Texte à lire:

========================

Tout commence avec Ali, le grand-père. Il a eu du bol le jour où il trouve un pressoir dans la rivière. Il l’utilise, fait fortune, fonde une belle famille. Ali est un notable local, respecté par ses pairs. Il a même la vice-présidence de l’association des anciens combattants du village. Bref, pour Ali, tout roule.
Enfin, jusqu’à ce qu’une nouvelle guerre vienne se mêler de sa vie. Catalogué comme harki, c’est-à-dire traître, pour avoir voulu protéger son village et son petit monde, il doit fuir avec sa famille. Dans la Kabylie paradisiaque, il avait tout. Dans cette France des camps de transit, il n’est plus rien.
Et ça, son fils Hamid va vite le comprendre. Ne pouvant obtenir de son père le récit de sa famille, Hamid renonce à l’Algérie et à son passé. Il étudie d'arrache-pied et s’intègre dans ce nouveau pays qu’il fera sien puisqu’il n’en a plus d'autres.
À son tour, il fonde une famille. Et si Hamid aime bien critiquer son papounet, il a hérité du patriarche sa tendance au mutisme. On arrive alors à Naima. Née en France d’un père originaire d’une Algérie avec laquelle il ne veut rien avoir à faire et d’une mère qui n’en a jamais vu les côtes. Elle est la fille d’immigré, sans cesse renvoyer à des origines dont elle ne sait rien et qui ne la construisent en rien. Naima, elle est algérienne, mais seulement dans le regard des autres. C’est exotique.
Avec l’histoire dense de cette famille, Alice Zeniter nous trace l’Histoire plus complexe de la fin de la colonisation algérienne. Sans moraliser, sans culpabiliser. Ici, il est question de l’incompréhension d’une personne, d’une famille, face à des événements qui la supplantent.

========================

Données fournies:
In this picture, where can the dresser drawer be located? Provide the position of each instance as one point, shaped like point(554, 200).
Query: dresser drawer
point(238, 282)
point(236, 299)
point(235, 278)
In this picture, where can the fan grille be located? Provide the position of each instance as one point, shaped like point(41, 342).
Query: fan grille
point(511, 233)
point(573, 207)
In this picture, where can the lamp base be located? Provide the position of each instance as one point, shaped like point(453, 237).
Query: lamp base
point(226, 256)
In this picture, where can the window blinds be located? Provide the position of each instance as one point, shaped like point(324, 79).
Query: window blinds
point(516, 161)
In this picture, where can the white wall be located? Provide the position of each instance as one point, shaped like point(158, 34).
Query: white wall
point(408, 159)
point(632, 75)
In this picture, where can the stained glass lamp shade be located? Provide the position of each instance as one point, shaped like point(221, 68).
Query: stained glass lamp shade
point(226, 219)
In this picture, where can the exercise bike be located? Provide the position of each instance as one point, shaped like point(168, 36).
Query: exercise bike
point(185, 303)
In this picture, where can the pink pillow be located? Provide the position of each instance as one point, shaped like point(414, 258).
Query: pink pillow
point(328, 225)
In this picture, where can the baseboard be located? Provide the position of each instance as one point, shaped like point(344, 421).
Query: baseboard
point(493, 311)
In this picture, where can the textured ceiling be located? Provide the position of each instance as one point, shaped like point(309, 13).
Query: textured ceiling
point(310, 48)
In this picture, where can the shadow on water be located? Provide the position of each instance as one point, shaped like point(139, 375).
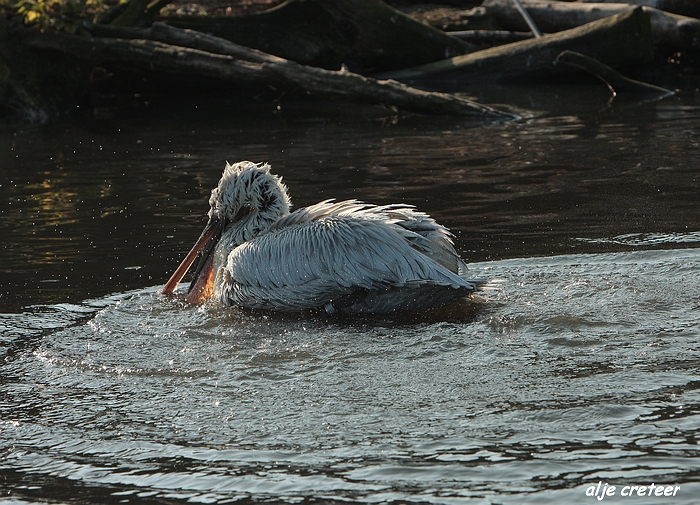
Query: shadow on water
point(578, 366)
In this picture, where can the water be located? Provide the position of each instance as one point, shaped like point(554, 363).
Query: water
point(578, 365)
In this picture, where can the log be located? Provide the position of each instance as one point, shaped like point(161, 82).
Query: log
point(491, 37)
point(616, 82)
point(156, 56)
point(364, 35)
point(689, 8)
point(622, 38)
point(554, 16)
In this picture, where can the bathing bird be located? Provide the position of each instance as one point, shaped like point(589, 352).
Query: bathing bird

========================

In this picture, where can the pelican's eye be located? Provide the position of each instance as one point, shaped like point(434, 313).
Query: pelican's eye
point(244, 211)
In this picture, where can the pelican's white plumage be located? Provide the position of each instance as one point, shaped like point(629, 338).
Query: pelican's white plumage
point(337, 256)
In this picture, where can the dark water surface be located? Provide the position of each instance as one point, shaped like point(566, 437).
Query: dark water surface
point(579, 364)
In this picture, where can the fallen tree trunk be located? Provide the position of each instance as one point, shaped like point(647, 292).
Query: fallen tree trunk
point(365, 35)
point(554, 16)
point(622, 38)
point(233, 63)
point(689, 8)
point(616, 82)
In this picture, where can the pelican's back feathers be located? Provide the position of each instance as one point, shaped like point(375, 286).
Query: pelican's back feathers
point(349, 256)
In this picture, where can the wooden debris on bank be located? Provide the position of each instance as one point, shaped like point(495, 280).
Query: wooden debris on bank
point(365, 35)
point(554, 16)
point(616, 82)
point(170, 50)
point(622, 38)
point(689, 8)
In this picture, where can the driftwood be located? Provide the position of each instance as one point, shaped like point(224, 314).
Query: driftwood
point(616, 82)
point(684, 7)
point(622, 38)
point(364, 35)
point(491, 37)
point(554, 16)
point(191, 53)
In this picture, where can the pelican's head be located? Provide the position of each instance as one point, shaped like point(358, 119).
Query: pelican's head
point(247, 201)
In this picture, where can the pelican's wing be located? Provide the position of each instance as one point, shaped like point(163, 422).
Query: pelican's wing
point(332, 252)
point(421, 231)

========================

Consignes:
[A] Dans le texte, quelle fonction Ali occupe-t-il au sein de l'association des anciens combattants du village ?
[B] Transcrivez sans rien changer la portion du texte qui va de « Tout commence avec » jusqu'à « n’est plus rien. ».
Ces données viennent d'une autre source que le texte.

Corrigé:
[A] Il en a la vice-présidence.

[B]
Tout commence avec Ali, le grand-père. Il a eu du bol le jour où il trouve un pressoir dans la rivière. Il l’utilise, fait fortune, fonde une belle famille. Ali est un notable local, respecté par ses pairs. Il a même la vice-présidence de l’association des anciens combattants du village. Bref, pour Ali, tout roule.
Enfin, jusqu’à ce qu’une nouvelle guerre vienne se mêler de sa vie. Catalogué comme harki, c’est-à-dire traître, pour avoir voulu protéger son village et son petit monde, il doit fuir avec sa famille. Dans la Kabylie paradisiaque, il avait tout. Dans cette France des camps de transit, il n’est plus rien.